> **TASK PROMPT**:
Render the listing below as a Markdown table with columns "Row" and "Line", one numbered row per line and no rows for blank lines. Leave the pictures out of the table.

> **ENTRIES**:
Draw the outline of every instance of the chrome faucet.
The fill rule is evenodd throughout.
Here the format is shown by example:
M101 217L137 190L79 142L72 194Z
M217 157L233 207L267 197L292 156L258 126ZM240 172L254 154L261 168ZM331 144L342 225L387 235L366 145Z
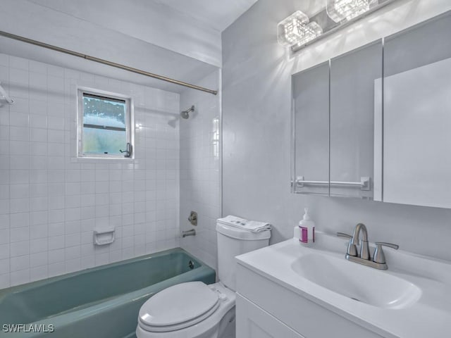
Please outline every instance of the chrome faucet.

> **WRITTEN SOLUTION**:
| Row | Line |
|---|---|
| 1 | Draw the outline of every instance of the chrome faucet. |
| 2 | The fill rule is evenodd throughout. |
| 3 | Here the format is shown by example: |
| 4 | M101 217L137 190L79 142L72 194Z |
| 5 | M217 157L233 207L267 197L292 156L258 126ZM240 172L254 154L261 168ZM331 144L342 225L387 235L366 145Z |
| 6 | Please outline every instance of the chrome faucet. |